▶ **Instruções do exercício**
**A.** Na crítica do filme “Urubus”, quem aparece como diretor?
**B.** Copie, sem mudar nada, o trecho da crítica do filme “Urubus” que vai de "Título Original: Urubus" até "e Leonardo Muniz.".
**C.** Escreva a continuação da crítica do filme “Urubus”, começando logo depois da última frase mostrada.

▶ **Bloco de texto**
Título Original: Urubus (Brasil)
Ano: 2023
Diretor: Claudio Borrelli
Elenco : Bella Camero, Gustavo Garcez, Graça de Andrade, Bruno Santaella, Julio Martins e Leonardo Muniz.
Duração: 113 min.
Nota: 3,0/5,0

 

Entre momentos autênticos e desvios desinteressantes, Claudio Borrelli faz um filme baseado em fatos reais que se sustenta por uma grande força de sua essência, ainda que perca o foco diversas vezes

Os altos e baixos de “Urubus” são interessantes ao avaliar o quanto a potência de um filme pode segurar seus descaminhos. O que inicia como um manifesto revolucionário que questiona a arte, os espaços que ela ocupa e as pessoas que a criam, vira diversas rotas que carecem de foco, mas a reconstrução dessa São Paulo marginalizada e os grupos de pixadores que deixam suas marcas no cenário urbano é tão sólida que acaba amenizando os momentos mais desnecessários da narrativa. A princípio, o longa parece ter por objetivo contar a história de como o grupo invadiu a Bienal de 2008 e os questionamentos que nascem a partir disso. A atenção dada para construir esse momento, bem como a competência de criar a tensão e a expectativa nas cenas, com um resultado bem marcante, é tão grande que parece confuso perceber que ainda é apenas o começo da duração da obra e muita coisa ainda está por vir. É nesse ponto que é possível perceber uma fraqueza do filme, que não sabe para onde ir.

Quando o foco está na invasão da Bienal, os conflitos são claros, entre os pixadores que buscam ocupar a cidade e uma arte elitista, em uma cidade elitista. Existe um breve paralelo entre seguranças particulares como pessoas do povo servindo a interesses que não são deles e a polícia como dispositivo do estado, inimiga, assim como na vida real. Nesses momentos “Urubus” carrega argumentos fortes que não precisam de discursos explicativos para passar sua mensagem, embora o faça pontualmente. Porém, é curioso que após a invasão, em uma de suas muitas distrações, o filme torne o conflito algo entre os próprios grupos de pixadores e suas comunidades, afastando a problemática dos verdadeiros vilões, anteriormente apresentados. A guerra dos pixos sendo cruzados abre espaço para mostrar uma sociedade que vive por suas próprias regras, mas abandona o objetivo inicial e, da mesma forma, é abandonada também no desenrolar da história.

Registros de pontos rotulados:
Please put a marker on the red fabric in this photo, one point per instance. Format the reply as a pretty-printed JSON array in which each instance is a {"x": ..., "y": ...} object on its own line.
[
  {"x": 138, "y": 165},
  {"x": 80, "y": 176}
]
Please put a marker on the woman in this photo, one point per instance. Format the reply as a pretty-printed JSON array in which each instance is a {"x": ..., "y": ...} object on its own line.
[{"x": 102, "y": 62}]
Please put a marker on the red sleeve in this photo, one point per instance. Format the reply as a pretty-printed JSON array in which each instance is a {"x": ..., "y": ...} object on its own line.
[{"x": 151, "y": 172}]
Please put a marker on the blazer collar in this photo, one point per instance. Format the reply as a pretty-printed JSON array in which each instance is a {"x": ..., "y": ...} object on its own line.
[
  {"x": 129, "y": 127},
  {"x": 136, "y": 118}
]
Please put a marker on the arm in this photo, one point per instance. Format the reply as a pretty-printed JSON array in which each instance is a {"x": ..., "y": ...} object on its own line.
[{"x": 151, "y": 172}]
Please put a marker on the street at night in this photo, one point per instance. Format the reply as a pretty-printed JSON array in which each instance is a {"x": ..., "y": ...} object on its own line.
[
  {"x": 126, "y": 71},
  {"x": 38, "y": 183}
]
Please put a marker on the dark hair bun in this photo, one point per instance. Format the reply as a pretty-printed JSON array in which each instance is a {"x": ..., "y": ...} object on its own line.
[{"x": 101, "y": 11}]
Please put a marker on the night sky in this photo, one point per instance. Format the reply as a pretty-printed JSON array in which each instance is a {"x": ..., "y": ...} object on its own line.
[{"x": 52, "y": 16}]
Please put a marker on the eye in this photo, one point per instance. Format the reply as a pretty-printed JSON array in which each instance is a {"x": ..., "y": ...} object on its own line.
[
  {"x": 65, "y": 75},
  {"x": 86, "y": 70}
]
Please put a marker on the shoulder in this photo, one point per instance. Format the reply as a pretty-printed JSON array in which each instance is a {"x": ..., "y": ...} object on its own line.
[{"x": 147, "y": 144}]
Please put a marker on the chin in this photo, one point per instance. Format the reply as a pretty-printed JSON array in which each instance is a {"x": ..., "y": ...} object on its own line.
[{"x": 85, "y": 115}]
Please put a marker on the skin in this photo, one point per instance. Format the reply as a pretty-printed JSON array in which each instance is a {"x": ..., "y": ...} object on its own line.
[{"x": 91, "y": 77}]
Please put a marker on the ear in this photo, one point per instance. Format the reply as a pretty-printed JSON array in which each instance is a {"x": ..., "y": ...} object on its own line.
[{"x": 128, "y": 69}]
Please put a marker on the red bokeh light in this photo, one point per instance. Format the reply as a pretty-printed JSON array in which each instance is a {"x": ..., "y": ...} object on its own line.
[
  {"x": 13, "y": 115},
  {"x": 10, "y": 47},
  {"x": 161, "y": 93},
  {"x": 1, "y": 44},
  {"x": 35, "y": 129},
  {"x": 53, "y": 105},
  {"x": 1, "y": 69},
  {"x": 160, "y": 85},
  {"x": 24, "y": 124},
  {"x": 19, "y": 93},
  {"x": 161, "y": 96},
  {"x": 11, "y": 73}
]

--

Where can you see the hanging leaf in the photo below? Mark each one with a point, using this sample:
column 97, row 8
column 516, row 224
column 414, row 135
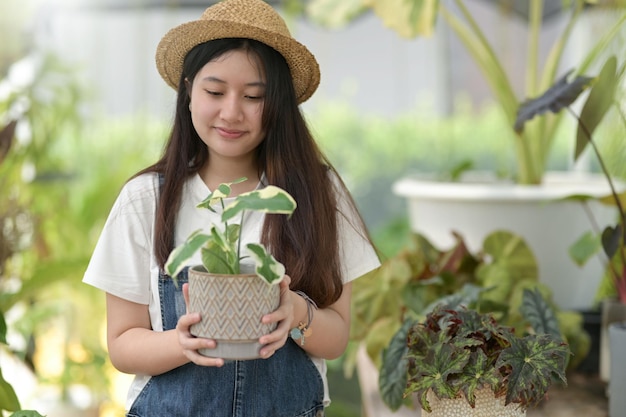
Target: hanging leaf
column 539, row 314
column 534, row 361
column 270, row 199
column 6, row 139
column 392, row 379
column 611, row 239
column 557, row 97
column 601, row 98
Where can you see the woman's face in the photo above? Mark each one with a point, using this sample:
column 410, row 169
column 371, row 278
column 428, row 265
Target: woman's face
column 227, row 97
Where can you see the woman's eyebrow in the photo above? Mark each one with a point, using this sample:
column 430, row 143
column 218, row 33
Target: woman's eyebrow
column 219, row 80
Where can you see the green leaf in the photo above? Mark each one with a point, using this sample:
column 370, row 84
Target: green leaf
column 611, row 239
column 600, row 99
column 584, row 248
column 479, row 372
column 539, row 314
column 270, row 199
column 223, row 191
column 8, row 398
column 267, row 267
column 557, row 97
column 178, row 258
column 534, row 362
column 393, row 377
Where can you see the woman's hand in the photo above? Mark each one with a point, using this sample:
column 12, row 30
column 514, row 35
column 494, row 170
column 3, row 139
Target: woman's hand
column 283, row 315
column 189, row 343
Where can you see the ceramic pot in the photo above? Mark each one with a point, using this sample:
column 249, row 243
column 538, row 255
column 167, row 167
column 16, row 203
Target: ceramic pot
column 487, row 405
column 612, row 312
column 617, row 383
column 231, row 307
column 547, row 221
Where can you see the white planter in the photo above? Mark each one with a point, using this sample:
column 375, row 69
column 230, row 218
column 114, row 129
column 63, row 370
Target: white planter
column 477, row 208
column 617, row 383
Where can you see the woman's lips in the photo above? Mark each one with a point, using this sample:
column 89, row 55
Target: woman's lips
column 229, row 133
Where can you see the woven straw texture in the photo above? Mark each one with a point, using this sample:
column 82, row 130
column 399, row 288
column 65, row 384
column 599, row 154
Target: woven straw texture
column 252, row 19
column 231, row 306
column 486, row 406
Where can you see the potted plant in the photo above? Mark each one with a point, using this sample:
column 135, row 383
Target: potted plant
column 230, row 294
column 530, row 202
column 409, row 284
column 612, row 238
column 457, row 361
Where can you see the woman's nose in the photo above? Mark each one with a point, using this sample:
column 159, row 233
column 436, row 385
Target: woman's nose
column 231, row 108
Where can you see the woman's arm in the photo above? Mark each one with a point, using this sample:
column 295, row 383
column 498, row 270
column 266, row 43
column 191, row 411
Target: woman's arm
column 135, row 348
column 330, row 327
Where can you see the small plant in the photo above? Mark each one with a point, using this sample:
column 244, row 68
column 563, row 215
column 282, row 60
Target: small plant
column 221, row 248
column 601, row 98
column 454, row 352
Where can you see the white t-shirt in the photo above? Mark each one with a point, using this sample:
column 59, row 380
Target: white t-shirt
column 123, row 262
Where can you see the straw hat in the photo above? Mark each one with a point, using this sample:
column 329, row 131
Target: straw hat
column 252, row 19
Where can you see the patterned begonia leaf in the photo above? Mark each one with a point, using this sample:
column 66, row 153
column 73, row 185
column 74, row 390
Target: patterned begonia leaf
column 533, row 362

▶ **Respostas**
**A.** Claudio Borrelli.

**B.**
Título Original: Urubus (Brasil)
Ano: 2023
Diretor: Claudio Borrelli
Elenco : Bella Camero, Gustavo Garcez, Graça de Andrade, Bruno Santaella, Julio Martins e Leonardo Muniz.

**C.**
São muitos momentos abandonados e outros que não acrescentam em nada. O próprio romance entre Trinchas (Bruno Santaella) e Valéria (Bella Camero) que ensaia um caminho sobre uma desigualdade de classes e o acesso à arte lá no começo, não sustenta a ideia - talvez para o bem, nesse caso - e se torna uma trama clichê que pouco agrega no filme. Esse e outros exemplos que poderiam ser dados, parecem esforços para dar uma densidade dramática e humanizar os personagens, porém, é desnecessário, visto que o grupo e sua história não precisam desses artifícios para criarem uma relação com o espectador. A velocidade do longa, a relação com a cidade e a autenticidade dos homens que se dedicam ao pixo é mais do que suficiente para carregar essa obra, mesmo quando o filme opta por olhar para uma guerra entre eles mesmos. Existe algo muito fascinante na forma como Borrelli retrata esse mundo dentro de São Paulo - com grandes méritos para a fotografia e trilha sonora - nas periferias, no centro, nas relações entre essas pessoas tidas como criminosas por grande parte da população. Aqui não há uma glamourização dessa vida, pelo contrário, em muitos momentos ainda é retratada como algo perigoso e trágico, mas é um olhar humano que permite um espaço para ver além dos julgamentos.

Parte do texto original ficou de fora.